### GIVEN EXERCISE A
Repeat every line of the records below, swapping "window" for "door" and changing nothing else. Leave the pictures out of your answer.

### EXCERPT
--- BEGIN ---

I think you're really asking about future contributions. Guessing future tax rates is just that, it's a guess. That is the #1 factor though, if you can defer taxes AND pay less tax in the future than you could now, fill the 403b first. Does a 403b have an RMD at age 70 like a 401K or regular IRA? If it does, at $16.5K/yr + growth you might be surprised at the income you'll have in retirement. You can always convert some of it to a Roth in retirement.

There are other factors at play. You can invest that Roth IRA however you like, and at Vanguard you may have lower fees than your 403b. If you don't like your 403b choices, you might want to fill your Roth and contribute what you can to your 403b.

A Roth also gives you some flexibility if you would need the money in an emergency. I can't remember all of the rules but it is more flexible than a 401K. I think there are also some advantages with the Roth to your heirs if you should die early.

--- END ---

### RECORDS FOR THIS TASK
--- BEGIN ---

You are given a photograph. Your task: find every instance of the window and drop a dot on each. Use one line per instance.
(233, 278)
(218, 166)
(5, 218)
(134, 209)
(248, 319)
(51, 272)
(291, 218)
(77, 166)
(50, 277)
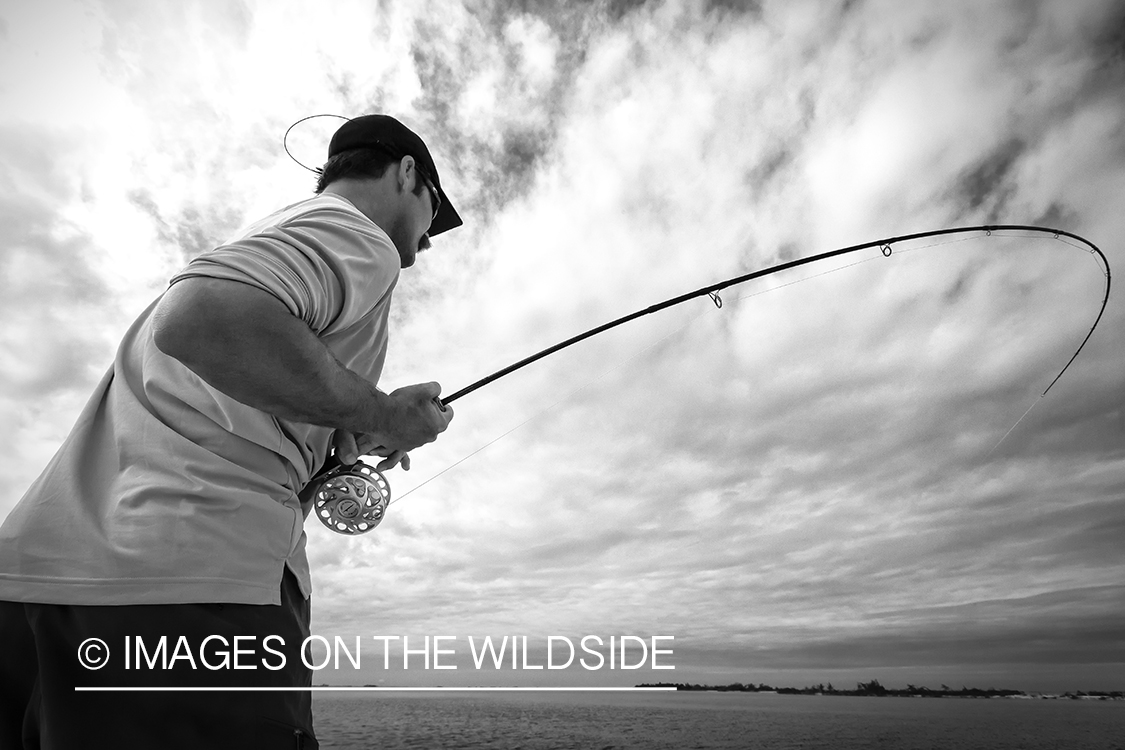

--- END ---

### GIVEN EXERCISE B
Write out the retirement savings text word for word, starting at "I think you're" and ending at "to your 403b.".

### TASK ANSWER A
You are given a photograph. Your task: find every instance of the door and drop a dot on each. Use one line per instance.
(233, 278)
(218, 166)
(5, 218)
(134, 209)
(248, 319)
(51, 272)
(291, 218)
(77, 166)
(50, 277)

### TASK ANSWER B
I think you're really asking about future contributions. Guessing future tax rates is just that, it's a guess. That is the #1 factor though, if you can defer taxes AND pay less tax in the future than you could now, fill the 403b first. Does a 403b have an RMD at age 70 like a 401K or regular IRA? If it does, at $16.5K/yr + growth you might be surprised at the income you'll have in retirement. You can always convert some of it to a Roth in retirement.

There are other factors at play. You can invest that Roth IRA however you like, and at Vanguard you may have lower fees than your 403b. If you don't like your 403b choices, you might want to fill your Roth and contribute what you can to your 403b.